That Lindsay is so long gone, and unfortunately we are never getting her back.
There are some things that Lindsay has done RIGHT in the past few years. Most of these include fashion choices, which she probably got for free and then ruined.
People were asking where I got my dress that I am wearing in the pic on this site. Well I can thank Lindsay Lohan for showing it to me! I saw her in it, and needed to have it. It’s also on sale – link below. You’re welcome bitches.

So, now that we are on a positive note with Lindz, let’s choose which Lindsay was best ever. I realized the best way to categorize her life is through her relationships. Sam Ronson Lindsay, Paris/Nicole Richie Lindsay, Aaron Carter Lindsay. Wilmer Lindsay…and so on…girl’s a slut.
-- -- --
Problem: In the post about Lindsay Lohan, reproduce word for word the stretch that begins with the words "There are some" and stops after the words "You’re welcome bitches.".
-- -- --
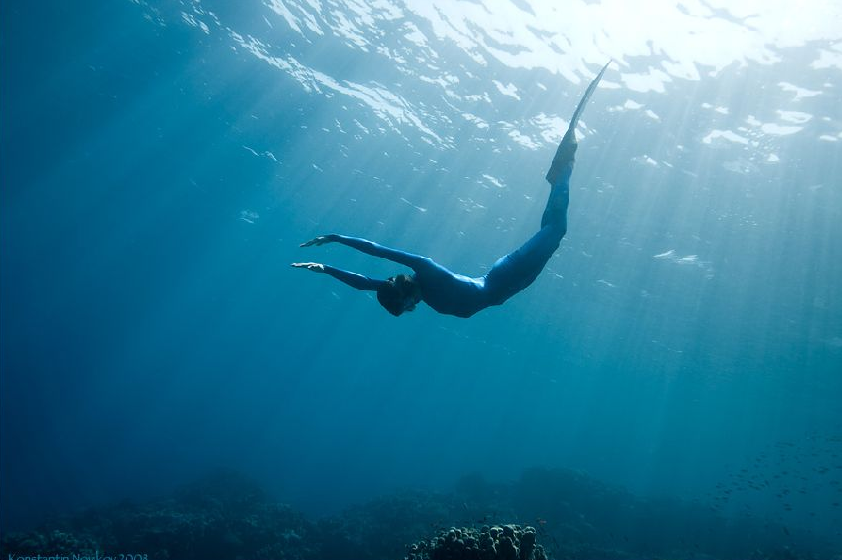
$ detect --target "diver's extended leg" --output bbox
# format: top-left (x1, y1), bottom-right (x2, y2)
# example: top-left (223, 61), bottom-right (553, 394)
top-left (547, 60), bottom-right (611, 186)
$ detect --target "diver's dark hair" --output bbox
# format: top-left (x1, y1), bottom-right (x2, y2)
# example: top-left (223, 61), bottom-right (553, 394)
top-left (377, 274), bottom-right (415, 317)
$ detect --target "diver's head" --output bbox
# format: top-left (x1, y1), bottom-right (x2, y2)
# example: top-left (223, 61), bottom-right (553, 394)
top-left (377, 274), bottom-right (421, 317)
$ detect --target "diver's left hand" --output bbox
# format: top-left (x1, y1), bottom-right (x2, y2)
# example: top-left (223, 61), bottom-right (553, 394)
-- -- --
Written reply:
There are some things that Lindsay has done RIGHT in the past few years. Most of these include fashion choices, which she probably got for free and then ruined.
People were asking where I got my dress that I am wearing in the pic on this site. Well I can thank Lindsay Lohan for showing it to me! I saw her in it, and needed to have it. It’s also on sale – link below. You’re welcome bitches.